Texto seleccionado>
▶
Claro que como telón de fondo de lo pintoresco del personaje estaba siempre presente su conocido drama personal, una batalla contra el alcoholismo –afición rápidamente transformada en adicción– que lo acompañó durante largos años y que mutiló definitivamente su vida deportiva.

Si bien había dejado el alcohol a mediados de la década del 90, la imagen de borracho incorregible acompañó a Houseman hasta el final de su vida. Y a él poco le importaba.

Atorrante confeso, habitó durante más de medio siglo en la zona del Bajo Belgrano de Buenos Aires, muy cerca de donde se ubica actualmente el Barrio Chino porteño. A fines de los años 50, en los aledaños a la estación de trenes de Barrancas de Belgrano abundaban las casas precarias, y allí René Orlando llegó siendo un niño junto a su familia desde su Santiago del Estero natal. Pero la aspiración de una mejor vida en la capital no se cristalizó para los Houseman: el galopante alcoholismo y la prematura muerte del padre de René y sus hermanos dejó a la madre sola, a cargo de todo y de todos. Años más tarde Houseman contó que en esos duros momentos, siendo un niño todavía, le dijo a su madre: “Quedate tranquila, vieja, que estas piernas te van a salvar”.
◀
Preguntas por responder>
1. ¿Puedes copiar del texto sobre Houseman todo lo que va desde "Claro que como" hasta "su vida deportiva.", sin alterar nada?
2. ¿Qué nombres propios de lugares aparecen en el texto sobre Houseman? Enuméralos todos.

Información proporcionada>
▶
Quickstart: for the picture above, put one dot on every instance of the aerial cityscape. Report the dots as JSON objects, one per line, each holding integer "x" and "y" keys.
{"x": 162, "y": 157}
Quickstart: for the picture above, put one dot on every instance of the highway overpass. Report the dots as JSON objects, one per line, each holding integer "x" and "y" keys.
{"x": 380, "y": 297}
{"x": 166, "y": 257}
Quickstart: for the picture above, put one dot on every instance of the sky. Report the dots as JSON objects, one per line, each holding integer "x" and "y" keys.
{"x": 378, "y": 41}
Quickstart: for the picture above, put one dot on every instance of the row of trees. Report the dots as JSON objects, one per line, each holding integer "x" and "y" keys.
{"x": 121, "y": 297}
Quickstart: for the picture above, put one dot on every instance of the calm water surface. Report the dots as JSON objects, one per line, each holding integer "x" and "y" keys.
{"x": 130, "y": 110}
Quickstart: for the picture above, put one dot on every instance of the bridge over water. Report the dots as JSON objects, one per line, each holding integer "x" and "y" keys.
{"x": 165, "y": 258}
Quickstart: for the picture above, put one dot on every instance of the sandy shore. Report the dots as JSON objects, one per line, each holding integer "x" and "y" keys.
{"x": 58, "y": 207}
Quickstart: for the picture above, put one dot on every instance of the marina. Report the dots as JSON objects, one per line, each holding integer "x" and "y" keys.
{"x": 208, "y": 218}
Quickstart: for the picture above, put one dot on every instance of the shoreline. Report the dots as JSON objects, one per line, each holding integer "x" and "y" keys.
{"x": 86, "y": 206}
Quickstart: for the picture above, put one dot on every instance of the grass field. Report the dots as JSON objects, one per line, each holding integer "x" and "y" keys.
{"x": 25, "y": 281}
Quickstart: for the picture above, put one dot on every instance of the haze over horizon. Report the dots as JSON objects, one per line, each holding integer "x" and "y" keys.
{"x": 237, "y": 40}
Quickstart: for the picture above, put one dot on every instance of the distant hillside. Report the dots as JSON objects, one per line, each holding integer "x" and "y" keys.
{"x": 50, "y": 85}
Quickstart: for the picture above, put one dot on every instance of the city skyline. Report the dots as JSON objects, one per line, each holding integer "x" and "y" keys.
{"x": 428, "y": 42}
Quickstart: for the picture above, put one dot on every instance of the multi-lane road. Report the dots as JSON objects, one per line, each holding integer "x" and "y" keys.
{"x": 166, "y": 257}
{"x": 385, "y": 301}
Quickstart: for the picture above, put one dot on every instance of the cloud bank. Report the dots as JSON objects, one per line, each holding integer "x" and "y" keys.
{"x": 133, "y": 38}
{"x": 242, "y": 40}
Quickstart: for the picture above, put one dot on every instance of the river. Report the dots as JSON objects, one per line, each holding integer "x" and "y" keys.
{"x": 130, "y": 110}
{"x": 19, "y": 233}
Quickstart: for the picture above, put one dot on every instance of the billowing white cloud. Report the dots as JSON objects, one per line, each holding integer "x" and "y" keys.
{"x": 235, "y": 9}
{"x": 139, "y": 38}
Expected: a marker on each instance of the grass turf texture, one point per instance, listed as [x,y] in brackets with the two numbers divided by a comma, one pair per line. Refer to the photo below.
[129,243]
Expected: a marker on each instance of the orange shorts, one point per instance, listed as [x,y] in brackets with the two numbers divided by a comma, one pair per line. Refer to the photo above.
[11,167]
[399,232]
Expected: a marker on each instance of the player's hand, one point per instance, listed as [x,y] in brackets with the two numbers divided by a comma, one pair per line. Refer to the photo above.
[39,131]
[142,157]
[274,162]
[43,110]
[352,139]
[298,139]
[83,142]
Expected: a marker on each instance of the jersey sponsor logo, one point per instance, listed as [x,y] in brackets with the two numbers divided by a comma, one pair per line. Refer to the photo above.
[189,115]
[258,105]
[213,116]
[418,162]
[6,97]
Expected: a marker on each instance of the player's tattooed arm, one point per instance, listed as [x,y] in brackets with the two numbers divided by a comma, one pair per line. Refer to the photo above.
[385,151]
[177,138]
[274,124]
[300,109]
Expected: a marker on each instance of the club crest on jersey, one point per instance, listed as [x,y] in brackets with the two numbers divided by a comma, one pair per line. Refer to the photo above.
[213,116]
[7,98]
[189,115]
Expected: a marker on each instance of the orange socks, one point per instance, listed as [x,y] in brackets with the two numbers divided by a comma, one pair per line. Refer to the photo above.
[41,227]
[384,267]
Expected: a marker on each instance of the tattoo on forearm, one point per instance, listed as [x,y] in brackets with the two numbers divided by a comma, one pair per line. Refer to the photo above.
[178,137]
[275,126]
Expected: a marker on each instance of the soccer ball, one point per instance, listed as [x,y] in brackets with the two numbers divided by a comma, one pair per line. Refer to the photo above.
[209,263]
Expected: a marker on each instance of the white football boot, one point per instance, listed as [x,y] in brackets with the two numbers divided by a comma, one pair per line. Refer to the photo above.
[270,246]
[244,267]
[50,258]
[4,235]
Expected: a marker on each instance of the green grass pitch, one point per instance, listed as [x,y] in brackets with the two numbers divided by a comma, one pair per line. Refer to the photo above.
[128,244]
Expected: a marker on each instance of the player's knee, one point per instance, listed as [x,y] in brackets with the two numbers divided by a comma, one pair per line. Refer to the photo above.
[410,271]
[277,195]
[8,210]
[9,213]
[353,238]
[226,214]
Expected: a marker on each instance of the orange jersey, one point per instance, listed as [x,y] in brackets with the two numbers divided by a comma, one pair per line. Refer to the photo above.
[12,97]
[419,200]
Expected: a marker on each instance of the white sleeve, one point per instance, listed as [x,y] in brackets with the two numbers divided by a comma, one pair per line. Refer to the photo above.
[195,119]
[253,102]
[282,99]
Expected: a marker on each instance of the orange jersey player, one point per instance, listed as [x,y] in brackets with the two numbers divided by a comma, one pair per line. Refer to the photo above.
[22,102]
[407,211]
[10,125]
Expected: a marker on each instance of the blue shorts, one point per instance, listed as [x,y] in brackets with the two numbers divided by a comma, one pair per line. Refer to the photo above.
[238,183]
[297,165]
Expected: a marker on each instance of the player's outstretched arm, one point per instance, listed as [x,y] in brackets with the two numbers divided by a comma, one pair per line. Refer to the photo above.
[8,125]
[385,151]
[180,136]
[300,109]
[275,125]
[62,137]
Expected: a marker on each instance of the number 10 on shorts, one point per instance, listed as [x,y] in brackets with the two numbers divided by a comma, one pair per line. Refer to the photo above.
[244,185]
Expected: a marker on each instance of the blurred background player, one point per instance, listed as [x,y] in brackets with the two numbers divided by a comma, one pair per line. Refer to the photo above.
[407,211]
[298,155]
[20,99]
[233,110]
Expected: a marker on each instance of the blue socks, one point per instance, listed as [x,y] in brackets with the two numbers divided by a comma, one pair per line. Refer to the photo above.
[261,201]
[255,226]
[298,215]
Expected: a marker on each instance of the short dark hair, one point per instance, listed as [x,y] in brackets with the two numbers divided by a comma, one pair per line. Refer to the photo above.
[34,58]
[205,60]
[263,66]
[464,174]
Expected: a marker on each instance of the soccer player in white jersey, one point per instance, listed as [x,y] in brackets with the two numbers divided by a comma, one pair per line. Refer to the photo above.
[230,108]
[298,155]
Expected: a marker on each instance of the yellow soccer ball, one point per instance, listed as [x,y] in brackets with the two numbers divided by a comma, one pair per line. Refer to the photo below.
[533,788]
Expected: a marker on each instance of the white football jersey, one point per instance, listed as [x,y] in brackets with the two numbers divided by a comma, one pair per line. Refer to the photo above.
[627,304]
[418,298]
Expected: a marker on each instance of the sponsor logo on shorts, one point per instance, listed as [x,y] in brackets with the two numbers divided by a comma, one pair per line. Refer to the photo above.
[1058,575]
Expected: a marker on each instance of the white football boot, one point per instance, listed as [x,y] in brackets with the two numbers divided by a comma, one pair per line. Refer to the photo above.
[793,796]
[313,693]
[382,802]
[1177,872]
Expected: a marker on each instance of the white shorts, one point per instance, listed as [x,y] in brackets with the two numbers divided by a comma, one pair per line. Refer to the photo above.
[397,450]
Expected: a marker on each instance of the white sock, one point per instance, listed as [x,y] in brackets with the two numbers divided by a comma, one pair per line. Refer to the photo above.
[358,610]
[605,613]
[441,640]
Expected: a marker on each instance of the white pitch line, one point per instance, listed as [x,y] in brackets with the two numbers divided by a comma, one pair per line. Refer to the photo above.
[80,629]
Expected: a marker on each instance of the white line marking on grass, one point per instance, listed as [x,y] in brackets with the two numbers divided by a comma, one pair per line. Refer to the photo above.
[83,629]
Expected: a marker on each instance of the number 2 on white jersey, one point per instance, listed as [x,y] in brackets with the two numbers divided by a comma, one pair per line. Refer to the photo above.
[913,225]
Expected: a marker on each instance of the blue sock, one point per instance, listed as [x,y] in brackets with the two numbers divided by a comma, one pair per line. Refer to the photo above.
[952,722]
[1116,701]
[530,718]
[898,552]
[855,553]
◀
Resultados por tarea>
1.
Claro que como telón de fondo de lo pintoresco del personaje estaba siempre presente su conocido drama personal, una batalla contra el alcoholismo –afición rápidamente transformada en adicción– que lo acompañó durante largos años y que mutiló definitivamente su vida deportiva.

2.
- Bajo Belgrano
- Buenos Aires
- Barrio Chino
- Barrancas de Belgrano
- Santiago del Estero